Exercise: Copy out all of the records below line for line, changing nothing.

========================================

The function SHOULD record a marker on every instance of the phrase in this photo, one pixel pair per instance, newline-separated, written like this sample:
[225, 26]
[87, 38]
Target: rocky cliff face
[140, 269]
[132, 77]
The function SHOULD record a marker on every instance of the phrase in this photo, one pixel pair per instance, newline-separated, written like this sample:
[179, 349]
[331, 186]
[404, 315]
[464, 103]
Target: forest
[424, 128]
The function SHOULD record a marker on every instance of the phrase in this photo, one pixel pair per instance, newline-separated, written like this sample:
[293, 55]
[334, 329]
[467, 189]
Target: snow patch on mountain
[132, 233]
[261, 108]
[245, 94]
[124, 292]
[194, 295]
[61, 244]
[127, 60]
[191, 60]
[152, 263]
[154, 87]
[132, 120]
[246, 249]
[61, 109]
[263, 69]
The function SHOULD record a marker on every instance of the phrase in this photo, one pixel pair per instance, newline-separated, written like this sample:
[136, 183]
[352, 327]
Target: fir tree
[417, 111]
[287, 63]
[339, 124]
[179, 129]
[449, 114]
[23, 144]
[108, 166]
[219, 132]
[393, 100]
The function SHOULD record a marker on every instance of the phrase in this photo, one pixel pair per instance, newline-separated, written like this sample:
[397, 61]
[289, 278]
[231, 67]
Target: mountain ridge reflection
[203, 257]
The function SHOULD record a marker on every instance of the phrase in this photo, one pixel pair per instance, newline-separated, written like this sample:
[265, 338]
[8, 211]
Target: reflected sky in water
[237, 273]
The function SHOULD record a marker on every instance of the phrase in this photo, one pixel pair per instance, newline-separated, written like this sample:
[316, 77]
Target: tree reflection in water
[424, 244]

========================================

Answer in full:
The function SHOULD record a marker on every instance of the phrase in this photo, one pixel pair per instance, newline-separated, written like this sample:
[225, 26]
[87, 38]
Target: rocky cliff face
[140, 269]
[132, 77]
The function SHOULD record a marker on every instance of the phrase in this photo, one pixel pair per instance, newline-separated, written like this sample:
[179, 349]
[331, 186]
[404, 315]
[464, 103]
Target: forest
[424, 128]
The function SHOULD record a marker on every instance of the phrase in this photo, one pixel pair per instance, newline-separated, written like this sample:
[293, 55]
[334, 329]
[467, 189]
Target: snow patch on mountain
[132, 233]
[261, 108]
[245, 94]
[124, 292]
[194, 295]
[61, 244]
[127, 60]
[191, 60]
[152, 263]
[154, 87]
[132, 120]
[246, 249]
[61, 109]
[263, 69]
The function SHOULD record a marker on every instance of the phrase in this photo, one pixel pair per instance, newline-separated, written like this sample:
[136, 183]
[352, 327]
Target: fir tree
[417, 111]
[287, 63]
[339, 124]
[179, 129]
[449, 114]
[23, 144]
[108, 166]
[219, 132]
[393, 100]
The function SHOULD record a marker on every instance of the phrase in this photo, one pixel pair per instance, newline-separated, written like this sample:
[397, 61]
[289, 278]
[231, 67]
Target: mountain ridge reflection
[203, 257]
The function SHOULD record a marker on every instance of the phrase in this photo, one pixel pair per instance, newline-separated, written like this sample:
[265, 338]
[8, 211]
Target: reflected sky in water
[237, 273]
The function SHOULD record a marker on every instance of the phrase in this photo, one pixel pair per instance, newline-separated, written like this sample:
[316, 77]
Target: tree reflection in water
[424, 244]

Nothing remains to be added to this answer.